TASK INSTRUCTIONS:
1) In the pIndepDist documentation, which file contains the C++ code for the distance creation?
2) Translate this sentence from the pIndepDist documentation into Spanish: "So, here we assume that the threads for data.table are 1."
3) Reproduce the pIndepDist documentation word for word, from "P-value function: Independence" up to and including "produces a p-value.".

SUPPLIED PASSAGE:
+++
P-value function: Independence Treatment Distance Test
pIndepDist.RdThese functions accept a data frame and perhaps test specific arguments (like whether or not the test will be asymptotic or simulation based). It produces a p-value.
Usage
pIndepDist(
dat,
fmla = YcontNorm ~ trtF | blockF,
simthresh = 20,
sims = 1000,
parallel = "yes",
ncpu = NULL,
distfn = fast_dists_and_trans_hybrid
)Arguments
- dat
An object inheriting from class data.frame
- fmla
A formula appropriate to the function. Here it should be something like outcome~treatment|block
- simthresh
is the size of the data below which we use direct permutations for p-values
- sims
Either NULL (meaning use an asymptotic reference dist) or a number (meaning sampling from the randomization distribution implied by the formula)
- parallel
is "no" then parallelization is not required, otherwise it is "multicore" or "snow" in the call to
coin::independence_test()(see help for coin::approximate()). Also, if parallel is not "no" andadaptive_dist_functionis TRUE, then an openmp version of the distance creation function is called usingncputhreads (orparallel::detectCores(logical=FALSE)cores).- ncpu
is number of cpus to be used for parallel operation.
- distfn
is a function that produces one or more vectors (a data frame or matrix) of the same number of rows as the dat
Details
For now, this function does an omnibus-style chi-square test using (1) the ratio of distances to controls to distances to treated observations within block; (2) the rank of distances to controls for each unit; and (3) the raw outcome.
Although the distances are calculated by block, our profiling suggests that
it is better to parallelize the distance creation distfn (done here in C++
in the fastfns.cpp file) rather than use the data.table approach of
setDTthreads(). So, here we assume that the threads for data.table are 1.
Examples
# \donttest{
# Example using distance-based independence test
data(example_dat, package = "manytestsr")
library(data.table)
# Test for treatment effect using distance-based approach
single_block <- as.data.table(subset(example_dat, blockF == "B080"))
p_val <- pIndepDist(single_block, Y1 ~ trtF | blockF, parallel = "no")
print(p_val)
#> [1] 0.5394499
# Test with different outcome variable
p_val2 <- pIndepDist(single_block, Y2 ~ trtF | blockF, parallel = "no")
print(p_val2)
#> [1] 0.7764711
# }
+++
ENTRIES SHOWN:
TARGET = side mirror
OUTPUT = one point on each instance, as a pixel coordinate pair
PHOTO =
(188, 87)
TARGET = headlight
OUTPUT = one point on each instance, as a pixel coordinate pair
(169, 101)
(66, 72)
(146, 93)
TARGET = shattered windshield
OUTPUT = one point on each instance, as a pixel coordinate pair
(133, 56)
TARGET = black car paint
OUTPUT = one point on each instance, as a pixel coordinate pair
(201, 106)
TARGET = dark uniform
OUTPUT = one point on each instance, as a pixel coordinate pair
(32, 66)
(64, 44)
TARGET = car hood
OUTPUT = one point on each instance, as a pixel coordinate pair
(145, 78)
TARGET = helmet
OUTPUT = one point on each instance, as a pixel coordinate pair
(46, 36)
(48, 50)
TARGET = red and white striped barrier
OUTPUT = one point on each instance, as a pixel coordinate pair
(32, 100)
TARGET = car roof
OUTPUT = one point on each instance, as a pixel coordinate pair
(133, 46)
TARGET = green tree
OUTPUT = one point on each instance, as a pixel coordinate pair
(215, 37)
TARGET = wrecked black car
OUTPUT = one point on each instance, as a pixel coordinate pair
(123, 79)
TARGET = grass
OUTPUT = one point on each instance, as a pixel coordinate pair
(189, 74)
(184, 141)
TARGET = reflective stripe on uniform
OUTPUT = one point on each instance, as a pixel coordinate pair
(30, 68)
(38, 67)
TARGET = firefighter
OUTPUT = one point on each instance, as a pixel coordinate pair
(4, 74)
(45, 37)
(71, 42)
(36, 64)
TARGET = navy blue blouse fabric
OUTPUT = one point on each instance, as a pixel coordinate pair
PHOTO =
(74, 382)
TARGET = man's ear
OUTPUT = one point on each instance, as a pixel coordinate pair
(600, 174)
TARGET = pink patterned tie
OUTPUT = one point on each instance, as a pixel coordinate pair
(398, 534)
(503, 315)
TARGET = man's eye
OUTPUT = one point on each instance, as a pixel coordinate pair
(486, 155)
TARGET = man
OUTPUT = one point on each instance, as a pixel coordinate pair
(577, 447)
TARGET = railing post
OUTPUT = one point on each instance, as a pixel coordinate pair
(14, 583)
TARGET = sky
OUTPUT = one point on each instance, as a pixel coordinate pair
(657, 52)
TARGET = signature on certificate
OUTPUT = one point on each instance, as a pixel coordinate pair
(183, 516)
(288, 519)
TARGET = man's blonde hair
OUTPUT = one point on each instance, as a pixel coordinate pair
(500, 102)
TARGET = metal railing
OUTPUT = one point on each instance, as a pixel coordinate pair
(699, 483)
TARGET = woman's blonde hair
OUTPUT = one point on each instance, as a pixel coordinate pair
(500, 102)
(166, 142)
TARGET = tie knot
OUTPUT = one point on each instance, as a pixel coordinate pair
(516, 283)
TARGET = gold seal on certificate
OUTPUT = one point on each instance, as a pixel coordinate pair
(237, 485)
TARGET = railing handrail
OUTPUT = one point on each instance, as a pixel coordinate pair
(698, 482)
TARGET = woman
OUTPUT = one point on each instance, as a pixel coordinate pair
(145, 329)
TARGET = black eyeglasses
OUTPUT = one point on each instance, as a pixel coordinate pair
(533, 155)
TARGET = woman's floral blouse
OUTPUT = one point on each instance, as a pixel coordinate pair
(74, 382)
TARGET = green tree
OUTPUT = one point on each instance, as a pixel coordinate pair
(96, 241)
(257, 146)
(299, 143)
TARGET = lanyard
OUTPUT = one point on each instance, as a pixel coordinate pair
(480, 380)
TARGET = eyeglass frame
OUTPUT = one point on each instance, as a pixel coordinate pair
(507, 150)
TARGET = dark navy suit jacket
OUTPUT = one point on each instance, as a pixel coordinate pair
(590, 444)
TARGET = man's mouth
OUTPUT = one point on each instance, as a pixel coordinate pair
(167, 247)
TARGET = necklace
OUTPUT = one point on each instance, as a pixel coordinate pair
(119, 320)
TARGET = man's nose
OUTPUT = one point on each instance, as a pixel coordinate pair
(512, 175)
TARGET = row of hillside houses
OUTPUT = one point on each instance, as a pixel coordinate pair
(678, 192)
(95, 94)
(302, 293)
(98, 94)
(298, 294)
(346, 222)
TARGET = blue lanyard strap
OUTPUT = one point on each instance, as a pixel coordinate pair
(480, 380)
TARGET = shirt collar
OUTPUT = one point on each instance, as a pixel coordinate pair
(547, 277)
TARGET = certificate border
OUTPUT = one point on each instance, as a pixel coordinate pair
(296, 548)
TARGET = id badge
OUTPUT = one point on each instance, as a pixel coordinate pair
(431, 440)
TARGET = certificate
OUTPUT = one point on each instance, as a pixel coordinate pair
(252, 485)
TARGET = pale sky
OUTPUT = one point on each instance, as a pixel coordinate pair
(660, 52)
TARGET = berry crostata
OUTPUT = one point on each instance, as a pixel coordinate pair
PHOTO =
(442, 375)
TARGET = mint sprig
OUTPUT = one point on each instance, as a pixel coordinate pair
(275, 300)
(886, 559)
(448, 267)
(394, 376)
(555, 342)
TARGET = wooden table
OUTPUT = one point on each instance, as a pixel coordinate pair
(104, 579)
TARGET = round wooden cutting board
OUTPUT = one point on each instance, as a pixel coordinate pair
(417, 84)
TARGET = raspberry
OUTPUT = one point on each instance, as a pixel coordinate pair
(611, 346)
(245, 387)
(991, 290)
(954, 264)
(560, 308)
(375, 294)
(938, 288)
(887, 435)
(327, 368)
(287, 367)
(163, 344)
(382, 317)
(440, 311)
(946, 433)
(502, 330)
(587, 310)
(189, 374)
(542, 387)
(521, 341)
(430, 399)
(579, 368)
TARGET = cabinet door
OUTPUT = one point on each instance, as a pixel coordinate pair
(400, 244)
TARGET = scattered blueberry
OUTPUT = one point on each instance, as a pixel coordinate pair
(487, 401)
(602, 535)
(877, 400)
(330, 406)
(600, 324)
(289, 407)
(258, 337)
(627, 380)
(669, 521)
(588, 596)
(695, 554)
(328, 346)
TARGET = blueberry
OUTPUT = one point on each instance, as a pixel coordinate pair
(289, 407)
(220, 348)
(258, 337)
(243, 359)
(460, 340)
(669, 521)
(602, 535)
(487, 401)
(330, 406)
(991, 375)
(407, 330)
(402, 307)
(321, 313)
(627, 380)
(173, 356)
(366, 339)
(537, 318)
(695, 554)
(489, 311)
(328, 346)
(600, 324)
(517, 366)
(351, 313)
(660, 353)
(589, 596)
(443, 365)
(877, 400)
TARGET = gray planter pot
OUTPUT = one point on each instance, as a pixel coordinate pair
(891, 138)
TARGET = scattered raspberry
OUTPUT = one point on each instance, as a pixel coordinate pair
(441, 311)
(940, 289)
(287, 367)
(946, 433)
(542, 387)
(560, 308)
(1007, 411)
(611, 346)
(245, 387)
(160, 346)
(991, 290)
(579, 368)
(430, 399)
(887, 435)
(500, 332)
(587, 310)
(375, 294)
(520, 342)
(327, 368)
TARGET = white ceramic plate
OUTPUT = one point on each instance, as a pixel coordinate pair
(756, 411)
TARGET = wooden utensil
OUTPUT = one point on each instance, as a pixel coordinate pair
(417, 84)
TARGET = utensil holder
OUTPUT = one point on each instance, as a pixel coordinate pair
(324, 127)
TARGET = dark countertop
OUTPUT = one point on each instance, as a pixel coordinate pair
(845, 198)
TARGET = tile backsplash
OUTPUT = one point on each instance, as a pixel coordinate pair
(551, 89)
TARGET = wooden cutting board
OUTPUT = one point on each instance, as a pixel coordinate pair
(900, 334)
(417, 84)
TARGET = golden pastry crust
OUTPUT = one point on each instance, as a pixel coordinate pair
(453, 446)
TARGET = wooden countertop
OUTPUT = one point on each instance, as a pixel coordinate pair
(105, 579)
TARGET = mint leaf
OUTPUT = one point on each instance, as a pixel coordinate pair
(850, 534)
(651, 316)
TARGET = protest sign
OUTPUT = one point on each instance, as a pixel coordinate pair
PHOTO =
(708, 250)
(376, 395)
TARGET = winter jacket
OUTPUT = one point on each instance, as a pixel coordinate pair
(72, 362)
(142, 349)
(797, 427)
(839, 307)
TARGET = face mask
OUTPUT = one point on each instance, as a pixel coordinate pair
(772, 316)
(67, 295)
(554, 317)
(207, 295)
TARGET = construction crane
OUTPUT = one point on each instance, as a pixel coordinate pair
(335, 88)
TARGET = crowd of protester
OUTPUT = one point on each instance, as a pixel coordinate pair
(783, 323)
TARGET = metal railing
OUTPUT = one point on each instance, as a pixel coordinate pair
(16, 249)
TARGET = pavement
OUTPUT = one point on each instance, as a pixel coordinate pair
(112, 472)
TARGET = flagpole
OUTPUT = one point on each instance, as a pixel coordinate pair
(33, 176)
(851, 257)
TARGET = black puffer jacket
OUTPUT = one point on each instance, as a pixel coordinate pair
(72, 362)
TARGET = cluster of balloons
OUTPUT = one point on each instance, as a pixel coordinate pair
+++
TASK ANSWERS:
1) The fastfns.cpp file.

2) Así que aquí suponemos que los hilos para data.table son 1.

3)
P-value function: Independence Treatment Distance Test
pIndepDist.RdThese functions accept a data frame and perhaps test specific arguments (like whether or not the test will be asymptotic or simulation based). It produces a p-value.